The above function works fine when multiplication doesn’t result in overflow. But if input numbers are such that the result of multiplication is more than maximum limit.
For example, the above method fails when mod = 1011, a = 9223372036854775807 (largest long long int) and b = 9223372036854775807 (largest long long int). Note that there can be smaller values for which it may fail. There can be many more examples of smaller values. In fact any set of values for which multiplication can cause a value greater than maximum limit.
How to avoid overflow? 
We can multiply recursively to overcome the difficulty of overflow. To multiply a*b, first calculate a*b/2 then add it twice. For calculating a*b/2 calculate a*b/4 and so on (similar to log n exponentiation algorithm). 
 

// To compute (a * b) % mod
multiply(a,  b, mod)
1)  ll res = 0; // Initialize result
2)  a = a % mod.
3)  While (b > 0)
        a) If b is odd, then add 'a' to result.
               res = (res + a) % mod
        b) Multiply 'a' with 2
           a = (a * 2) % mod
        c) Divide 'b' by 2
           b = b/2  
4)  Return res 

Below is the implementation. 

C++




// C++ program for modular multiplication without
// any overflow
#include<iostream>
using namespace std;
 
typedef long long int ll;
 
// To compute (a * b) % mod
ll mulmod(ll a, ll b, ll mod)
{
    ll res = 0; // Initialize result
    a = a % mod;
    while (b > 0)
    {
        // If b is odd, add 'a' to result
        if (b % 2 == 1)
            res = (res + a) % mod;
 
        // Multiply 'a' with 2
        a = (a * 2) % mod;
 
        // Divide b by 2
        b /= 2;
    }
 
    // Return result
    return res % mod;
}
 
// Driver program
int main()
{
   ll a = 9223372036854775807, b = 9223372036854775807;
   cout << mulmod(a, b, 100000000000);
   return 0;
}

Java




// Java program for modular multiplication 
// without any overflow
 
class GFG
{
 
    // To compute (a * b) % mod
    static long mulmod(long a, long b,
                            long mod)

## Excerpted records
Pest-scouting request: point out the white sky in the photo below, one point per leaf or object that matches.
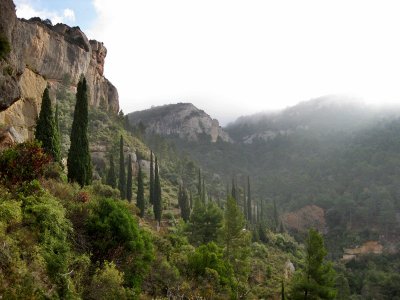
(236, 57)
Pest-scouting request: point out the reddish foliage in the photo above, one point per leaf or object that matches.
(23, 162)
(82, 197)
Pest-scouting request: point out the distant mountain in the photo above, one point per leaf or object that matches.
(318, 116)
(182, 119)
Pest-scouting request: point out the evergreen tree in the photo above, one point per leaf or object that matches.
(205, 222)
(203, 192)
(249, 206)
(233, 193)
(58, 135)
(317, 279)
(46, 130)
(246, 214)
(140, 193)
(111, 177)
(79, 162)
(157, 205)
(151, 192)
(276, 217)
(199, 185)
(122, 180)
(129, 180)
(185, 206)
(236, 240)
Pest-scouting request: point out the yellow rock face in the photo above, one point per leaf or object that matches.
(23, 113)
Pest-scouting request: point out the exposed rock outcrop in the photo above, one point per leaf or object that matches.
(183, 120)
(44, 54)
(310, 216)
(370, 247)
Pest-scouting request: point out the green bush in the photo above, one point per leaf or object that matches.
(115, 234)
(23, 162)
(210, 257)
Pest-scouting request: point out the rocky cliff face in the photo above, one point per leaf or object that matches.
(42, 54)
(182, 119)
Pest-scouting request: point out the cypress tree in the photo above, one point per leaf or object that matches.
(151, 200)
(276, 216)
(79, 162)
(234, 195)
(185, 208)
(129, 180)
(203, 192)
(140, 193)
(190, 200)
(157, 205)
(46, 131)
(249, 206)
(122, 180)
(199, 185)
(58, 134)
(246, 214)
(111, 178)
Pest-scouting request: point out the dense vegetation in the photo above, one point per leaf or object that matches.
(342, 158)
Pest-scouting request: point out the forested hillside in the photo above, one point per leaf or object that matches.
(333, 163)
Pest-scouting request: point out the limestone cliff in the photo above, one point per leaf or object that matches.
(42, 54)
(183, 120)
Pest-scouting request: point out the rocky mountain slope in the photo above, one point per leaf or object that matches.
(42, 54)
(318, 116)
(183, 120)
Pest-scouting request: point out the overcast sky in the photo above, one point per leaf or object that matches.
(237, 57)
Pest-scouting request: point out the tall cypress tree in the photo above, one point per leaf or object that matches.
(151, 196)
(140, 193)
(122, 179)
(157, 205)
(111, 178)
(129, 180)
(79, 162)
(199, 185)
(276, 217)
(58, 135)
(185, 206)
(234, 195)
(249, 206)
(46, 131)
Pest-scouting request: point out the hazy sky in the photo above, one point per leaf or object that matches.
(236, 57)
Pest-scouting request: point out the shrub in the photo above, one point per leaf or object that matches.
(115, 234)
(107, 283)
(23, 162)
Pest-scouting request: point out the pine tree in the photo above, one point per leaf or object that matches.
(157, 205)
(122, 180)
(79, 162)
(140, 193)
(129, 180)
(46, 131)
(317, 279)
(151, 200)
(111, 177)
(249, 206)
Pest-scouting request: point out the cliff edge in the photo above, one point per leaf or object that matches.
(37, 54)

## Set of tasks
A. Answer these questions from the modular multiplication text:
(i) In the example where the first method fails, what value does mod take?
(ii) In the step-by-step outline, what is res initialized to?
(iii) What modulus does the C++ driver program pass to mulmod?
B. In the modular multiplication text, copy the passage starting with "For example, the" and going on through "n exponentiation algorithm).", substituting "wraparound" for each "overflow".
You won't need the material to answer anything here.

## Exercise answers
A.
(i) 1011
(ii) 0
(iii) 100000000000

B.
For example, the above method fails when mod = 1011, a = 9223372036854775807 (largest long long int) and b = 9223372036854775807 (largest long long int). Note that there can be smaller values for which it may fail. There can be many more examples of smaller values. In fact any set of values for which multiplication can cause a value greater than maximum limit.
How to avoid wraparound? 
We can multiply recursively to overcome the difficulty of wraparound. To multiply a*b, first calculate a*b/2 then add it twice. For calculating a*b/2 calculate a*b/4 and so on (similar to log n exponentiation algorithm).